Ocorre que certos tipos de câncer também possuem suas próprias células-tronco, que fazem os tumores surgirem e se espalharem. “Sabendo disso e tendo em vista que as células-tronco tumorais que crescem no sistema nervoso têm semelhanças com as saudáveis, resolvemos investigar se o zika seria capaz de infectá-las também”, conta Okamoto.
Primeiro era preciso saber como o vírus se comportava com tumores em geral. “Testamos em tipos frequentes na população e que também possuem células-tronco, como mama, próstata e intestino. Mas vimos que o zika só infectava os do sistema nervoso central”, relata Okamoto.
Depois, o grupo comparou a ação do vírus em células saudáveis do sistema nervoso e entre as que carregavam o câncer. “Vimos que zika possui uma afinidade maior pelas tumorais. O resultado é interessante, porque são essas unidades que estamos interessados em destruir”, comenta o pesquisador.
Aí chegou a hora de avaliar o efeito em animais. E eis que, na maioria dos roedores do laboratório, o câncer regrediu. Em alguns casos, até as metástases (focos da doença espalhados por outros cantos do corpo) foram embora. Mais: os ratinhos tratados não apresentaram efeitos colaterais pela presença deste agente no corpo.
Os cientistas brasileiros têm recebido e-mails de pacientes interessados em se tornarem voluntários das etapas do estudo com seres humanos. Contudo, ainda é cedo demais para isso.
“Entendemos que indivíduos com câncer em estágio avançado ficam esperançosos com notícias do tipo, mas não dá para colocar a carroça na frente dos bois”, comenta a geneticista Mayana Zatz, da USP e coordenadora do Centro de Pesquisa do Genoma Humano e Células-Tronco, que também assina o trabalho.

Informações apresentadas:

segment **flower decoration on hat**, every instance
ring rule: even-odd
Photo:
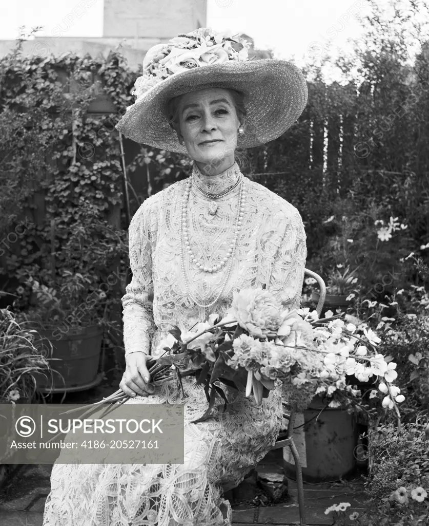
[[[249,60],[249,44],[238,35],[200,27],[151,47],[143,62],[143,74],[132,95],[139,98],[172,75],[214,64]]]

Instruções do exercício: Por favor, retome o trecho sobre o zika e o câncer no sistema nervoso e dê continuidade a ele a partir da última frase. O material é independente do trecho e não faz parte dele.

Área de resposta:
Isso porque estamos falando do primeiro empreendimento do tipo. Ou seja, não dá para dizer que o zika teria o mesmo benefício em nós. E devemos ser cautelosos, uma vez que seus estragos à saúde já são comprovados. “Embora até 80% dos humanos infectados não apresentem sintomas, sabemos que ele traz malefícios”, salienta Okamoto. De novo, o maior drama parece estar reservado a bebês infectados durante a gestação.
Para que o zika um dia se torne parte do tratamento, os pesquisadores terão de cumprir algumas etapas. O foco agora é revelar em qual apresentação o vírus seria mais eficaz e seguro.
Ele será atenuado, como é o caso da vacina contra a febre amarela? Ou inativado, como ocorre no imunizante da gripe? Ou, quem sabe, “usado vivo” mesmo? Será que alterações no código genético do vírus serão necessárias para potencializar seu efeito e minimizar seus danos? São muitas perguntas que exigem respostas.
“Só a partir daí poderemos começar os estudos clínicos em pacientes”, destaca Okamoto. Ou seja, estamos falando de anos até que alguma estratégia prática surja desta investigação.
Mesmo assim, a comunidade médica está animada – com boa dose de sentido. “É uma possibilidade que segue uma linha de tratamentos oncológicos baseados em vírus que atacam o sistema nervoso e vem sendo estudada há anos, com potencial para ser revolucionária”, aponta Artur Malzyner, oncologista da Clinonco, em São Paulo. “Mas, para isso, precisamos ter paciência e esperar o passo a passo de comprovação do benefício”, reforça Malzyner.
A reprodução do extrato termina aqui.